__DOCUMENT TEXT__:
The sex-ed hoax

October 25, 1994|By Mona Charen

THERE IS only one thing wrong with comprehensive sex education, writes Barbara Dafoe Whitehead in this month's issue of the Atlantic Monthly -- it doesn't work.

Belief in the efficacy of sex education is so widespread as to be uncontroversial. Everyone simply knows that giving children and teen-agers the facts about human reproduction, sexually transmitted diseases and contraception will enable them to cope better with the rush of hormones at puberty. Ms. Whitehead quotes opinion polls in New Jersey showing that 88 percent of Catholic parents and 84 percent of Protestants favored teaching teen-agers about sex, including topics such as contraception, homosexuality and "safer sex." Sixty-one percent of New Jersey parents favored the distribution of condoms in schools.

The sex educators couch their approach in terms of "realism." It would be nice, they concede, if young people would postpone sexual activity, but in the words of Surgeon General Joycelyn Elders, "get real." The little rabbits are going to romp, so we might as well protect them from the worst consequences of their behavior.

There are two problems with this approach. In the first place, as Ms. Whitehead notes, it should rise or fall on the empirical evidence. If young people are having illegitimate babies and getting sexually transmitted diseases because of ignorance of the facts of sex, then sex-education programs ought to reduce those problems. They do not. One analyst of data compiled by Planned Parenthood concluded that "a knowledgeable 13-year-old is no more likely to use contraceptives than is an uninformed 13-year-old."

The other problem with the "why don't we just give them the facts" approach is that it is deceptive. As Ms. Whitehead documents, sex-education curricula are hardly the value-neutral transmitters of data they are touted to be. Instead, comprehensive sex education is highly imbued with ideology. The ideology is pro-sex for teens. There is no other way to put it.

__QUESTIONS__:
[A] According to the column on sex education, what share of New Jersey parents favored distributing condoms in schools?
[B] Carry the column on sex education forward from its last sentence.
The data that comes next is separate from the column on sex education.

__DATA EXCERPTS__:
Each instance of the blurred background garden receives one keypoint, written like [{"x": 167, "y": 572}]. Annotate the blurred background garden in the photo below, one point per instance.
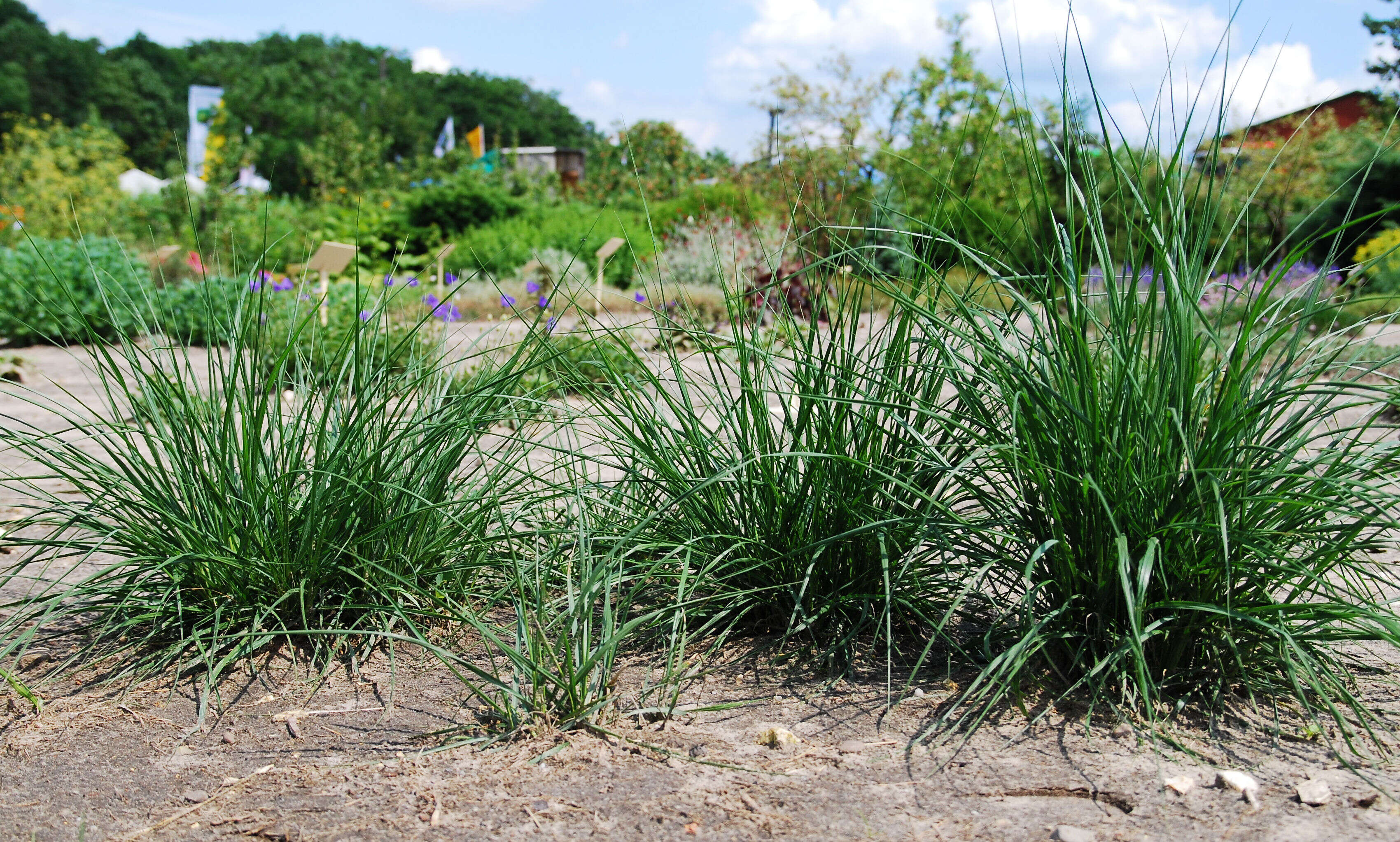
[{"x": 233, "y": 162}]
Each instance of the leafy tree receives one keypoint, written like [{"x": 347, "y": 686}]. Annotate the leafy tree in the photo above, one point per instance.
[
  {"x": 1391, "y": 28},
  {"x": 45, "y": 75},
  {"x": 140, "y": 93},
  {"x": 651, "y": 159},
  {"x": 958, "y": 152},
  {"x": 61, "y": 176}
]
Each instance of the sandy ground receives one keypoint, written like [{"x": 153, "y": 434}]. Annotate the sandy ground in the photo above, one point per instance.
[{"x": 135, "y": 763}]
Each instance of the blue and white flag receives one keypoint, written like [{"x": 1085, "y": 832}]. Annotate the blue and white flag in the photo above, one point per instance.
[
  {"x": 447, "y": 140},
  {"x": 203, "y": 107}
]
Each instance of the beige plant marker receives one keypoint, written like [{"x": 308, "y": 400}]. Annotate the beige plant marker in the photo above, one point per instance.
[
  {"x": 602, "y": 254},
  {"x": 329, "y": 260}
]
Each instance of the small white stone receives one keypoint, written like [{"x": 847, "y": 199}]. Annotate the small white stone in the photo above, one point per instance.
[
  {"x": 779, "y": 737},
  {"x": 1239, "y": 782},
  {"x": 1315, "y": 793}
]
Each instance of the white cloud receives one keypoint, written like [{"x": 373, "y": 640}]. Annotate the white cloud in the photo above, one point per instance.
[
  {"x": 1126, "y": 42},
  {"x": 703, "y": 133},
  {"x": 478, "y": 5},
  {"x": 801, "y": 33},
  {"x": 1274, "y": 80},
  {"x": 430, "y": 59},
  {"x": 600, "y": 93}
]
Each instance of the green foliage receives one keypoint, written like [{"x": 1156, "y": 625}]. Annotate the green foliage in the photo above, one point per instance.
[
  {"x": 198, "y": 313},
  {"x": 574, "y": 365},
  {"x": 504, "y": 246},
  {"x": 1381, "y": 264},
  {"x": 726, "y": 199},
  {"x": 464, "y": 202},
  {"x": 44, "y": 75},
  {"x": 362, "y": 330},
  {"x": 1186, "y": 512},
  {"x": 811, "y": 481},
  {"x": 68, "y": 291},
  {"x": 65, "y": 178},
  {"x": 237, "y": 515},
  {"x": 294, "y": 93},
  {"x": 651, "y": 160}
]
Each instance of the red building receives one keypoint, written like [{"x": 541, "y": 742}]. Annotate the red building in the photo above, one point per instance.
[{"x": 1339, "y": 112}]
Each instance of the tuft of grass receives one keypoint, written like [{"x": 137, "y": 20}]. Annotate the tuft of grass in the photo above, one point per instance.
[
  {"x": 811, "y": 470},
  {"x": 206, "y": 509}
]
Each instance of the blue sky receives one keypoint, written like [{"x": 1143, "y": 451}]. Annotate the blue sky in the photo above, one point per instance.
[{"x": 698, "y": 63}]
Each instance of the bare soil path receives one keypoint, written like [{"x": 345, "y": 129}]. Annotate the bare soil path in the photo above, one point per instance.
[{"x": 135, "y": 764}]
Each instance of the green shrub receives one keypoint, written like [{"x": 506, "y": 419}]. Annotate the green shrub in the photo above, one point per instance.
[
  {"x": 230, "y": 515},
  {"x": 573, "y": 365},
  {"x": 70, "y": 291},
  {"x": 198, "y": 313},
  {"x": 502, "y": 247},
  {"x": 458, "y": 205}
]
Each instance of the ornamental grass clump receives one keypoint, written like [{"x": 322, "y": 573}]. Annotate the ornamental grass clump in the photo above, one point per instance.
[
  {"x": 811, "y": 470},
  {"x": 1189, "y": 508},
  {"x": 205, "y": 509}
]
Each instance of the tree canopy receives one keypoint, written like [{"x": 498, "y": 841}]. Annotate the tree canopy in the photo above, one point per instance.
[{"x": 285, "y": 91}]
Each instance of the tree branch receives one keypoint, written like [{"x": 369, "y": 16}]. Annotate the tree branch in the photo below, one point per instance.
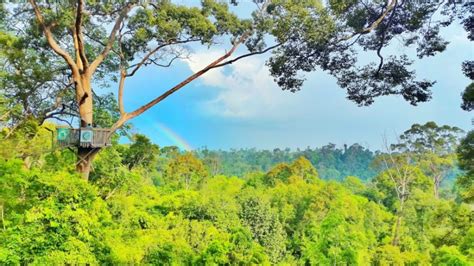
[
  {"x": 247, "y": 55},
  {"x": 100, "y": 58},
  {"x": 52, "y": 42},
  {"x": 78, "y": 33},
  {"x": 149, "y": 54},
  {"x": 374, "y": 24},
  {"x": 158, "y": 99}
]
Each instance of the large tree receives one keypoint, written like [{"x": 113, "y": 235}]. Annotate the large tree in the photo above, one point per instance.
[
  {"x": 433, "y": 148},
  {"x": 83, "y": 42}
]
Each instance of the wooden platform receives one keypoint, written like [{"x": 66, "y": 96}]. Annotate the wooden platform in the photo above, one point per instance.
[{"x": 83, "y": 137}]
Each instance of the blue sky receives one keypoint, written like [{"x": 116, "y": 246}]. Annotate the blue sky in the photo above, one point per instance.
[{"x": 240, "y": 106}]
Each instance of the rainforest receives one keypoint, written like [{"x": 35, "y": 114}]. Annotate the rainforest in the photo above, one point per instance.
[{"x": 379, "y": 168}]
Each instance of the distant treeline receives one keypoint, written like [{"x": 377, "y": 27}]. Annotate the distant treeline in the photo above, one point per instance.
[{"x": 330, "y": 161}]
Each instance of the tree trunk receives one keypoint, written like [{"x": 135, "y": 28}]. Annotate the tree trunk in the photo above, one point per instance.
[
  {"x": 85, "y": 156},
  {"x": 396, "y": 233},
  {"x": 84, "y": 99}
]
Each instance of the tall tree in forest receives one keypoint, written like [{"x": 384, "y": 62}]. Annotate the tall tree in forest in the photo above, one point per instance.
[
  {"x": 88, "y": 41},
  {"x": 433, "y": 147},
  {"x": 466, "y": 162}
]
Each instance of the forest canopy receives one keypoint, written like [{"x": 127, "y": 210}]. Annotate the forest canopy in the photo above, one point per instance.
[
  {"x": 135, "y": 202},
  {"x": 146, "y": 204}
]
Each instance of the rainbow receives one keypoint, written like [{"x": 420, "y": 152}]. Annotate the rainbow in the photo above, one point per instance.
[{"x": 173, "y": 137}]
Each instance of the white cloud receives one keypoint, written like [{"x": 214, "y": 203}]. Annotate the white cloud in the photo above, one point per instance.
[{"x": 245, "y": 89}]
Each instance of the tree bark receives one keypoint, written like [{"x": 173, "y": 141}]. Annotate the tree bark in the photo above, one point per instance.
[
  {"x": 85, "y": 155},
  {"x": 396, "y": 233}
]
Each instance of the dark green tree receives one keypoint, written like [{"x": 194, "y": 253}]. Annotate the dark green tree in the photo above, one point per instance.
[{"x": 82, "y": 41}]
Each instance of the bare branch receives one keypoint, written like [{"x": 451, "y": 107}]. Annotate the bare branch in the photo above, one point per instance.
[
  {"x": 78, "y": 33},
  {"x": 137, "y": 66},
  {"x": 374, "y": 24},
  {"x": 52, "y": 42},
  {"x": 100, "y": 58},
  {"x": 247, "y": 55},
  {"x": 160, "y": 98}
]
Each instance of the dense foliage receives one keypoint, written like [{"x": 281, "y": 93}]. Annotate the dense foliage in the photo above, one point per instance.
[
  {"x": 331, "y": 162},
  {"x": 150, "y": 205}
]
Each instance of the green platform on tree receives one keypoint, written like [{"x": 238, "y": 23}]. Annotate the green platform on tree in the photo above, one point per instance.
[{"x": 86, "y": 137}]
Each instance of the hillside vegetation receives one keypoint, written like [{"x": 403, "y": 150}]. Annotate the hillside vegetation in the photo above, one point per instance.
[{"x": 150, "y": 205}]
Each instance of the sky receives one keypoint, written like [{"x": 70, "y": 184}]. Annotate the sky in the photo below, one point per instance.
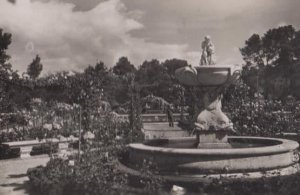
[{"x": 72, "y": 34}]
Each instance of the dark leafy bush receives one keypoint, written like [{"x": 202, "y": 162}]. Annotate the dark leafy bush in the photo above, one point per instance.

__NUMBERED ANSWERS__:
[A] Sixty-one percent.

[B]
Ms. Whitehead examined the sex-ed curriculum in New Jersey, a fairly typical program (17 states have adopted mandates for comprehensive sex education, and 30 more support it). Here's what "Learning About Family Life," a textbook for sexual education in grades kindergarten through three, says about masturbation: "Grown-ups sometimes forget to tell children that touching can also give people pleasure, especially when someone you love touches you. And you can give yourself pleasure, too, and that's OK. When you touch your own genitals, that's called masturbating."

When the kids get into middle school, New Jersey's sex-ed emphasis switches to condoms, abortion and the option of "protected" and "non-coital" sex.

What the sex educators will never acknowledge is that all of their "non-judgmental" talk about masturbation and safe sex is actually quite loaded. Because when it comes to something as enticing as sex, only a very strong, consistent societal message saying "No" is going to work. A condom is an invitation. And when you combine the happy talk about safe sex these kids get in the classroom with MTV and "Basic Instinct" and the rest of the rot from popular culture, you have a recipe for sexual promiscuity, which is what we've got. The sex educators are not the solution. They are part of the problem.

Barbara Dafoe Whitehead performs another service by looking a bit more closely at the brave new sexual world the sex educators and their allies have created. Kids are having sex at younger and younger ages -- Ms. Whitehead calls it the "second sexual revolution." But it is not the mutually satisfying, loving kind that the sex educators imagine.

A great many young girls who begin their sexual activity before the age of 15 are forced into sex by boys several years older. Sex among young teen-agers, writes Ms. Whitehead, tends to be "nasty, brutish and short." Moreover, a significant percentage of the girls who begin their sexual lives early will get pregnant (with disastrous results for them and their children).

Far from preparing kids for real life (most girls tell pollsters that they'd like more help in saying no without hurting a boy's feelings), comprehensive sex education seeks to preserve and expand the sexual revolution.

Mona Charen is a syndicated columnist.